- _Supplied entries_:
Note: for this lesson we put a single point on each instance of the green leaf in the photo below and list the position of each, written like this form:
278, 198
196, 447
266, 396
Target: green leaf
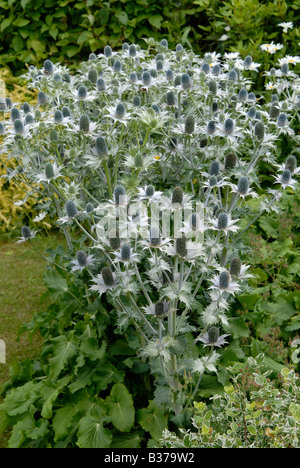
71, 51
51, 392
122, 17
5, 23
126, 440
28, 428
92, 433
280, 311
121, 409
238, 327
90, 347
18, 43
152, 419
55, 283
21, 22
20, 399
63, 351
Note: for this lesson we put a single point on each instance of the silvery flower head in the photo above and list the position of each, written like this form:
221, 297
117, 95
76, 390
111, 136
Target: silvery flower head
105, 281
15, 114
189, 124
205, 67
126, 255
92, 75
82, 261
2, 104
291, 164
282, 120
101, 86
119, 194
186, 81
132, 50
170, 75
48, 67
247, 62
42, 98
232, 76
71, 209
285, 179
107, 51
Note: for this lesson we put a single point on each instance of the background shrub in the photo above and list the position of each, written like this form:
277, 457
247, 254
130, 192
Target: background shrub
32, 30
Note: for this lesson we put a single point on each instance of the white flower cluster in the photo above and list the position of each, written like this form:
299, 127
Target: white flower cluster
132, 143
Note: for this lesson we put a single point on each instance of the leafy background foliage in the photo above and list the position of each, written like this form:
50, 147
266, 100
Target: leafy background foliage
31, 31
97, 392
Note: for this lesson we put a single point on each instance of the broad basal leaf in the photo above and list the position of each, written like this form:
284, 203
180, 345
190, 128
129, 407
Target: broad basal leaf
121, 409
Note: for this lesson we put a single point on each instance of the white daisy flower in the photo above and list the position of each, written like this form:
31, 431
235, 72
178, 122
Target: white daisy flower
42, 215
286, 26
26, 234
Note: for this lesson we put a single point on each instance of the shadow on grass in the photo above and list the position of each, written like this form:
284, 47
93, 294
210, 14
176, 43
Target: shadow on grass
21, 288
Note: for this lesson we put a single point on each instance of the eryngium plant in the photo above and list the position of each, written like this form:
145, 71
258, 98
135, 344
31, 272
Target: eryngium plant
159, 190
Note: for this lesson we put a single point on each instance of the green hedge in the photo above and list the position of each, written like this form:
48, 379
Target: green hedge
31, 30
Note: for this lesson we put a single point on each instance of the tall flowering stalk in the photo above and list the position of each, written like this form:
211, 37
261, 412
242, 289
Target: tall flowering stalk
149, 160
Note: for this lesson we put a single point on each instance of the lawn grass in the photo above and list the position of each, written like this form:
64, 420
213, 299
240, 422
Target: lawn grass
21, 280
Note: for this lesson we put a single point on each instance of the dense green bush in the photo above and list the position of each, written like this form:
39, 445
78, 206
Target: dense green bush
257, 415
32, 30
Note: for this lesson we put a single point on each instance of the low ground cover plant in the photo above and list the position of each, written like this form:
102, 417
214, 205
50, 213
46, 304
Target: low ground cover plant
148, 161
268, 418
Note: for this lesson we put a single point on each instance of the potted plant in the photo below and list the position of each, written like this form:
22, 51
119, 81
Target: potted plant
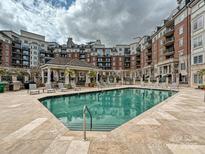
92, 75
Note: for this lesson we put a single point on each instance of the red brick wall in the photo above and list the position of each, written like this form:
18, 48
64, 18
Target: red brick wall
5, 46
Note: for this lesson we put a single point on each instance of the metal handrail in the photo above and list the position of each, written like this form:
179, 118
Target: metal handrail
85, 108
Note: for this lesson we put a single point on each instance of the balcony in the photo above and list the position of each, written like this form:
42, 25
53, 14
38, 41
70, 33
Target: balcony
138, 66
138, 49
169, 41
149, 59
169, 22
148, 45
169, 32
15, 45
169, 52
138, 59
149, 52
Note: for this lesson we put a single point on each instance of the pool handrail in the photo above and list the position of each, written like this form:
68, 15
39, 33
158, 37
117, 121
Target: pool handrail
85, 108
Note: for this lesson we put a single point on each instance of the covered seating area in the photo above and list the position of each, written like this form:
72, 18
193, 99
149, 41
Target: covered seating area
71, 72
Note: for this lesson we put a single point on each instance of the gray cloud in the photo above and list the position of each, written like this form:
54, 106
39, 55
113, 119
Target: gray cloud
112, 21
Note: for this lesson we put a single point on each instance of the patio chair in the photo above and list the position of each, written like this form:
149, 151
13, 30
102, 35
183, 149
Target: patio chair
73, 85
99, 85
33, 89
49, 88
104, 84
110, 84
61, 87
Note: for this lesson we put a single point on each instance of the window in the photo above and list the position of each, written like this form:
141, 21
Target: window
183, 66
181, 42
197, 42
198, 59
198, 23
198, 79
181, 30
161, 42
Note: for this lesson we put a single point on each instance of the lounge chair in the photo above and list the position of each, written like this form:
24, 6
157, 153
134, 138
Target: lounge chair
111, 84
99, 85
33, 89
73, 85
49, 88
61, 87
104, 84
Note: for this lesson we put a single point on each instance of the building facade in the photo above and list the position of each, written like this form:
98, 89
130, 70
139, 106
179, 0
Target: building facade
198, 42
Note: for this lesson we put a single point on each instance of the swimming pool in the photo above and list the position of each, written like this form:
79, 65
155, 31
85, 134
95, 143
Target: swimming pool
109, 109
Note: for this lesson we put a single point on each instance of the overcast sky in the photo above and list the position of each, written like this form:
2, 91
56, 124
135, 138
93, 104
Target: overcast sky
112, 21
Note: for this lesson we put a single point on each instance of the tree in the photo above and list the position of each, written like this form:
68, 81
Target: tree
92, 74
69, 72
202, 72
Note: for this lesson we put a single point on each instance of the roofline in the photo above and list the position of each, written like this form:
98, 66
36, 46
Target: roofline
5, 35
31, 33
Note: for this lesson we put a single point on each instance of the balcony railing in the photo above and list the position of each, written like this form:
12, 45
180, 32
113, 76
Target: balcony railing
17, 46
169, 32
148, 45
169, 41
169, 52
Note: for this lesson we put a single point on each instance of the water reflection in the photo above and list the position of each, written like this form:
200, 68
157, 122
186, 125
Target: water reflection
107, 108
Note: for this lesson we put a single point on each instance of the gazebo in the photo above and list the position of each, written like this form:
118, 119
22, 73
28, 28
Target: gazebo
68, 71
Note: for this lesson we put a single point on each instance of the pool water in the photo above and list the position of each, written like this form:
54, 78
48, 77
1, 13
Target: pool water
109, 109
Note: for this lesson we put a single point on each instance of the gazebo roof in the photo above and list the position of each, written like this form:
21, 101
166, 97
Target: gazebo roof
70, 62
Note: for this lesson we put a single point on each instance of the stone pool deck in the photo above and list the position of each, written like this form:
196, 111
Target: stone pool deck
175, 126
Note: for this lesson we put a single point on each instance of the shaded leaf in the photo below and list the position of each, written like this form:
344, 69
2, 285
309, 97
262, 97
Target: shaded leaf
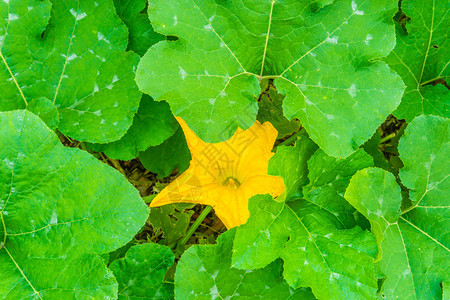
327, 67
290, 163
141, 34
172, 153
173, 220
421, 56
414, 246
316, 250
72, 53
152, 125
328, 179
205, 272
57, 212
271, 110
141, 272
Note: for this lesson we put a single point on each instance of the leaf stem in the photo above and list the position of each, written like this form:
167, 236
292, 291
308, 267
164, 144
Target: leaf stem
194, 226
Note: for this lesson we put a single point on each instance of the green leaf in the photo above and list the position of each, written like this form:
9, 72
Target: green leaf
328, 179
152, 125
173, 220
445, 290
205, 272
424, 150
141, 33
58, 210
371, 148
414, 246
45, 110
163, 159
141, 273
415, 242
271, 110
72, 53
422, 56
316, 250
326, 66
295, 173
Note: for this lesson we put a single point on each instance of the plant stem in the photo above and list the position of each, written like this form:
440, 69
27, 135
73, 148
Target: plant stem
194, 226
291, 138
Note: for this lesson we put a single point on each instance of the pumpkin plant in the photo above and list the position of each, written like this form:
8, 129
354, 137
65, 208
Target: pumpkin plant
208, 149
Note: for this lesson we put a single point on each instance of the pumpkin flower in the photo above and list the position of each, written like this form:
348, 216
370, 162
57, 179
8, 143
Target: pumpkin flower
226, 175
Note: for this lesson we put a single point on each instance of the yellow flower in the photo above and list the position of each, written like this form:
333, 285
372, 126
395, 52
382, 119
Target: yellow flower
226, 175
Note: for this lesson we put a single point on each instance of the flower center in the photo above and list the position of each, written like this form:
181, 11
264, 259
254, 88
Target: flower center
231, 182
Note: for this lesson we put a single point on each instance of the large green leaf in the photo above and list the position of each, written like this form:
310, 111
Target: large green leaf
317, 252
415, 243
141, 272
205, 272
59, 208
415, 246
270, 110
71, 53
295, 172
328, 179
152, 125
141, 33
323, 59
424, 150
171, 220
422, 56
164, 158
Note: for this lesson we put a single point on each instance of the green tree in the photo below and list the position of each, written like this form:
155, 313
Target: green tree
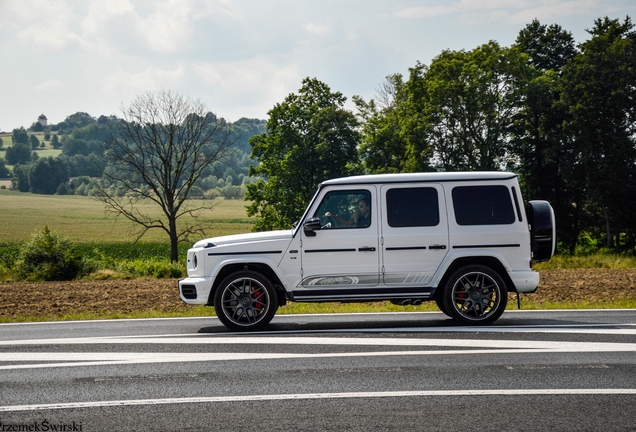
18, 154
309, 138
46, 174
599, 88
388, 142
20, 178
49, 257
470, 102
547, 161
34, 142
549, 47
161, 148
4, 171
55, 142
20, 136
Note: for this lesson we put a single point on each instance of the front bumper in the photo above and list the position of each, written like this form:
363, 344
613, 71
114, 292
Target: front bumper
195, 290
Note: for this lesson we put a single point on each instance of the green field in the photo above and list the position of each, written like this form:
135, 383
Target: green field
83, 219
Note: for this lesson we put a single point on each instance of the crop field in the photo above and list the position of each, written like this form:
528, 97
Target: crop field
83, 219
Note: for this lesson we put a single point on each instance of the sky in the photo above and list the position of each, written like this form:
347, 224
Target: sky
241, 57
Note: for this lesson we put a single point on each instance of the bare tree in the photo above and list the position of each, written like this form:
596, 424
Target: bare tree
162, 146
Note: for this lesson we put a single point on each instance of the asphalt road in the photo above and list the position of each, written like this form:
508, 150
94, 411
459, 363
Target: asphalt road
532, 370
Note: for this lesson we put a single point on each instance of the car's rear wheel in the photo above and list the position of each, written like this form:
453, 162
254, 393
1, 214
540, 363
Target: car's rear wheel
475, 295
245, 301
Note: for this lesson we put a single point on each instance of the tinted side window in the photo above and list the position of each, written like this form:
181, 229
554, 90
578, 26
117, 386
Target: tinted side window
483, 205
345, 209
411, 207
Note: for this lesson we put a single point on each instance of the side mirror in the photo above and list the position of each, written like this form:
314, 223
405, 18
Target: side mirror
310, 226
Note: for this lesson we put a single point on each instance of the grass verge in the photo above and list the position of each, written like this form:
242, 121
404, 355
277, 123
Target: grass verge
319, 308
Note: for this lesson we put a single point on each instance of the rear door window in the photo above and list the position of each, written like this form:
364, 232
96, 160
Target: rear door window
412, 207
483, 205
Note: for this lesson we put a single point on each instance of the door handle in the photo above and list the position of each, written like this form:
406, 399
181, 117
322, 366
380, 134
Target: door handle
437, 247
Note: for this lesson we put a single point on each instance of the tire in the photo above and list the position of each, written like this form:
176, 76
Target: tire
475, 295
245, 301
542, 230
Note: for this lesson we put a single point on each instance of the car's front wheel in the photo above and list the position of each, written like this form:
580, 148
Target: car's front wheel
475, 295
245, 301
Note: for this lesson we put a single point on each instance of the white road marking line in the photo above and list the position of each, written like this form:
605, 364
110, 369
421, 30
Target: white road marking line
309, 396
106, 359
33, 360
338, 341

==

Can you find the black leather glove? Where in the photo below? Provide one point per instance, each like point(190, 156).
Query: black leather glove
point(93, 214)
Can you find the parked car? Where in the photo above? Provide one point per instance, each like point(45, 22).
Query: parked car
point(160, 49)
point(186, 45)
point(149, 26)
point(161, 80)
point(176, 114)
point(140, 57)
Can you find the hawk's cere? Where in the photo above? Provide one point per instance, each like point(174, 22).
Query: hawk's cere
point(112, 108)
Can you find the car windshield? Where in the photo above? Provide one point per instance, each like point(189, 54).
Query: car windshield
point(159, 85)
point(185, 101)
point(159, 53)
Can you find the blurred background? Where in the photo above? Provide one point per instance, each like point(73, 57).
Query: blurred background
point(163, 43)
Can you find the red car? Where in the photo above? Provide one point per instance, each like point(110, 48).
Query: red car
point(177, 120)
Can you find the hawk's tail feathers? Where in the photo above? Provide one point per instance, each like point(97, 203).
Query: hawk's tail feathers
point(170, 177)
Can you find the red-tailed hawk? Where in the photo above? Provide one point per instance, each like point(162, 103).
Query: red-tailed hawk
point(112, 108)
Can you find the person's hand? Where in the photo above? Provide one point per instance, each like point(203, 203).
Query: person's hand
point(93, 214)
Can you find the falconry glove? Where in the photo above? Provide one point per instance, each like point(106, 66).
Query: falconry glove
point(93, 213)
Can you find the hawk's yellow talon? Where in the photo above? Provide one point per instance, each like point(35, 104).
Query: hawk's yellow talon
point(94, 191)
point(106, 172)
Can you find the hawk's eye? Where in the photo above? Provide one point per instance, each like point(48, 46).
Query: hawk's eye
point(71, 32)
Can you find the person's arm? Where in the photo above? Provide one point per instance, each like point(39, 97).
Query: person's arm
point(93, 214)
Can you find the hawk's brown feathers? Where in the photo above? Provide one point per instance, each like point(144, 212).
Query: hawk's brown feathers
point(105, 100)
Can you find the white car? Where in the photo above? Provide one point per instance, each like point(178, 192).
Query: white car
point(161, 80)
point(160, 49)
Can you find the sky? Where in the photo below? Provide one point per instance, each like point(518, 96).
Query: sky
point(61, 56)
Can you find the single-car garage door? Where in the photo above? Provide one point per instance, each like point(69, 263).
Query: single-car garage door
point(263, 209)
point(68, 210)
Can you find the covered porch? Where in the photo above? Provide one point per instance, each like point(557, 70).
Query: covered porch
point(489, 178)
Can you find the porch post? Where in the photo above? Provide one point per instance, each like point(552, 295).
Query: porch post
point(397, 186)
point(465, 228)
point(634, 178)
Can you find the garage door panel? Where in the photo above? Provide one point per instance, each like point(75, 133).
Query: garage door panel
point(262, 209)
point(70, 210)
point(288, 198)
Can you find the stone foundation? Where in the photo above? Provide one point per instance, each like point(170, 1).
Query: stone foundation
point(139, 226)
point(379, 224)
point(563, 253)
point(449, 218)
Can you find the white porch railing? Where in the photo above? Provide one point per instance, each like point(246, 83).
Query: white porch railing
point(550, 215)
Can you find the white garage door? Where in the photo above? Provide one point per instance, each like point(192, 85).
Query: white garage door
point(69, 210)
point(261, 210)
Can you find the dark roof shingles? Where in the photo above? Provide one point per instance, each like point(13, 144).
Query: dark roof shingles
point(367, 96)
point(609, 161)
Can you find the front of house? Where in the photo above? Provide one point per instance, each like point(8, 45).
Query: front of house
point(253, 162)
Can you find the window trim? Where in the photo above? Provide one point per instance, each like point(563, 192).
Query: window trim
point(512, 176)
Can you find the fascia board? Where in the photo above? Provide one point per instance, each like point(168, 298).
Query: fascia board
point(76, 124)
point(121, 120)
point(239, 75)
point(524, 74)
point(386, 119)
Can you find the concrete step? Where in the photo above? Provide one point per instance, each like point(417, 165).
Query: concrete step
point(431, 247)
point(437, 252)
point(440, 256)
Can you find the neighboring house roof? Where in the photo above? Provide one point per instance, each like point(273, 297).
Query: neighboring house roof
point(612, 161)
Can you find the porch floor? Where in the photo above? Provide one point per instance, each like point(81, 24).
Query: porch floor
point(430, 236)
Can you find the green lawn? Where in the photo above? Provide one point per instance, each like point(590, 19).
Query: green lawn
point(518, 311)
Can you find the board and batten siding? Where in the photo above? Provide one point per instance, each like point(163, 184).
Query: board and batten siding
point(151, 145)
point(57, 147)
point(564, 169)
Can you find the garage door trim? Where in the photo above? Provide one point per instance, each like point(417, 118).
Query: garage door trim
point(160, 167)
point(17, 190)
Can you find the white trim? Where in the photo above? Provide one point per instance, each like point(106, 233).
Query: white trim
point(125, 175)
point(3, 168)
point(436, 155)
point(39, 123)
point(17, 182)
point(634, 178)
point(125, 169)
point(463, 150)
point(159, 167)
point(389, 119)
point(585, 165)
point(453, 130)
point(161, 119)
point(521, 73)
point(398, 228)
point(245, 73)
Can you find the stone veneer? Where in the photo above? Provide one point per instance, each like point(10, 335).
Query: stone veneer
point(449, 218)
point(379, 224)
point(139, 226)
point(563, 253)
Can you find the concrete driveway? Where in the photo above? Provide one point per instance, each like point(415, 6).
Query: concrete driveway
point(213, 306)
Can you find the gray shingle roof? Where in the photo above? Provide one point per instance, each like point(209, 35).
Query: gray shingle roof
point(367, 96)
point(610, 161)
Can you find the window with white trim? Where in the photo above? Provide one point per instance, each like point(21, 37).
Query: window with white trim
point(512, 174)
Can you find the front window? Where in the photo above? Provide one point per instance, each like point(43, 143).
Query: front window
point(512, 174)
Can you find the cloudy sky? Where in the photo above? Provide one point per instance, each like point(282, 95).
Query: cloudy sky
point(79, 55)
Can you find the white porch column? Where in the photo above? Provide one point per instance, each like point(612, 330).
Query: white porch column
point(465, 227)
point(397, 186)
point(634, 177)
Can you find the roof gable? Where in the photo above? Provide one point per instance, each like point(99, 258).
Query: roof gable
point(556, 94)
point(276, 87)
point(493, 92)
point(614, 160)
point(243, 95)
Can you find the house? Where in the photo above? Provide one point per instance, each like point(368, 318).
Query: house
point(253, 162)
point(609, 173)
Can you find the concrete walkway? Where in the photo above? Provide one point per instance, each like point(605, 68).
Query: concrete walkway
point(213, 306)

---

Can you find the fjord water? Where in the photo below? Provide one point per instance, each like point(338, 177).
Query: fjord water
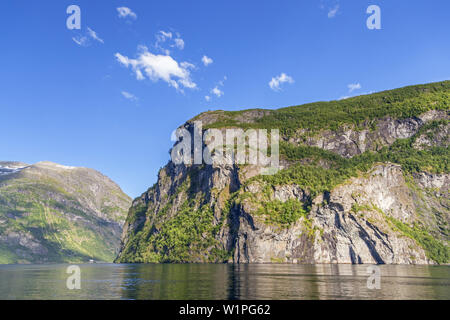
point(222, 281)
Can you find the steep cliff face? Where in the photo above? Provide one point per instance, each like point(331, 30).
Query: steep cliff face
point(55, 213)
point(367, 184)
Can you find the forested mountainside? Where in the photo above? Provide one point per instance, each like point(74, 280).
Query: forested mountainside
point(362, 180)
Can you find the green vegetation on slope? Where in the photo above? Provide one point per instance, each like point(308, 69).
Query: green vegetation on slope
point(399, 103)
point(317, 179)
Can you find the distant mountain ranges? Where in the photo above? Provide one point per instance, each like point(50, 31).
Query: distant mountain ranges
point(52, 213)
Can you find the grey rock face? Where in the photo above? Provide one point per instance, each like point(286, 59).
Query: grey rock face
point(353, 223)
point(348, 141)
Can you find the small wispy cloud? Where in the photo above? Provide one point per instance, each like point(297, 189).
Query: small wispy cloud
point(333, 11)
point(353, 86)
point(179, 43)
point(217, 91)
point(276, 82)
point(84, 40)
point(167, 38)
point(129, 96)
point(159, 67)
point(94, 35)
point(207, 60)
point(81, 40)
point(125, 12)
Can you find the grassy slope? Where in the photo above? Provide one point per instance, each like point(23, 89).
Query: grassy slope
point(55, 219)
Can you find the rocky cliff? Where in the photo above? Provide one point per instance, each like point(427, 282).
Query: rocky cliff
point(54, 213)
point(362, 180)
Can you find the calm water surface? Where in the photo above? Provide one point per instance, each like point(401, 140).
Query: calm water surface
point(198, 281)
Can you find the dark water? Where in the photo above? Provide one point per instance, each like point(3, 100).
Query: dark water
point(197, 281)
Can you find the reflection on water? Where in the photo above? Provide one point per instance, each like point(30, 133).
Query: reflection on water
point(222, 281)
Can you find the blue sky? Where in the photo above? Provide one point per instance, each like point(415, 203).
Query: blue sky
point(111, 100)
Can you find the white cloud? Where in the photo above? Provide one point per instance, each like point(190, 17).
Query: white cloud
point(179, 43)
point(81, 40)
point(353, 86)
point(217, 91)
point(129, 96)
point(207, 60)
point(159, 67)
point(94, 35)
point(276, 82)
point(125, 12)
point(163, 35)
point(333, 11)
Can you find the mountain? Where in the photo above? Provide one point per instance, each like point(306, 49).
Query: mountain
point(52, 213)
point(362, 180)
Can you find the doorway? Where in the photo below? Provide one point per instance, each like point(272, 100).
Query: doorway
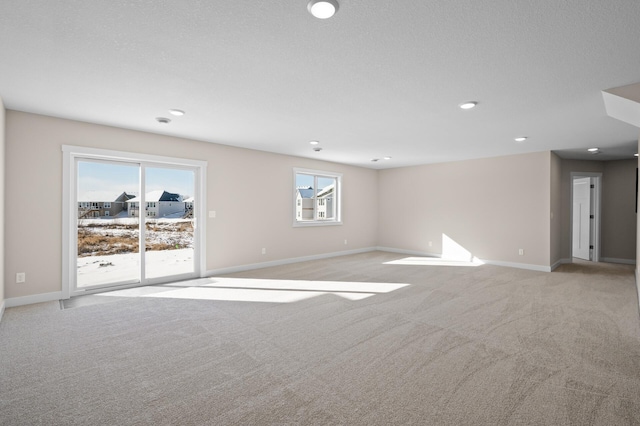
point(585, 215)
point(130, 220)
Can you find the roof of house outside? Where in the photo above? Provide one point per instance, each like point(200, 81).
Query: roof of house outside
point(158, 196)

- _Instructions to follow_:
Quote the listing above, but only from the line that shows "Query: grassy slope" through the line that shows "Can you find the white cloud?".

- _Exercise response_:
Query: grassy slope
point(55, 219)
Can you find the rocky cliff? Where in the photo above? Provide one point per instance, each like point(427, 282).
Query: rocky cliff
point(54, 213)
point(362, 180)
Can you find the calm water surface? Where in the photo above? Provide one point per instance, each like point(401, 140).
Query: calm water surface
point(198, 281)
Can you find the dark water? Where in the photo above? Provide one point per instance, each like point(3, 100).
Query: dark water
point(197, 281)
Can you find the reflection on water? Where in the photo above? Provide one point per instance, each like point(30, 133).
Query: reflection on water
point(222, 281)
Can you find the blue sky? Where in the photo above? Provide one point per instance, each like point(415, 203).
Query: blue sky
point(111, 100)
Can you find the white cloud? Where in the photo above? Provide one point per instance, each like point(190, 17).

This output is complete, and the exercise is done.